Listed entries Block Start

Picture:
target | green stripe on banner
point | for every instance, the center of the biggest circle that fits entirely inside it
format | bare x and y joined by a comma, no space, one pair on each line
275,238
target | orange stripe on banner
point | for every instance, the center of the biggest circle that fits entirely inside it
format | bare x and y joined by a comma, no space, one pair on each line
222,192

Listed entries Block End

== What the exercise asks ==
Set out exactly the lines from the one bearing "target | green stripe on banner" through the end of the data, including both ends and omitting all others.

== Response area ==
target | green stripe on banner
point | for every instance, the center of the biggest circle that fits entirely inside it
format | bare x and y joined by a comma, no space, one pair on each line
275,238
target | orange stripe on banner
point | for every instance, the center of the biggest circle that fits entirely inside it
format | bare x and y joined by a comma, no space, one pair on each line
222,192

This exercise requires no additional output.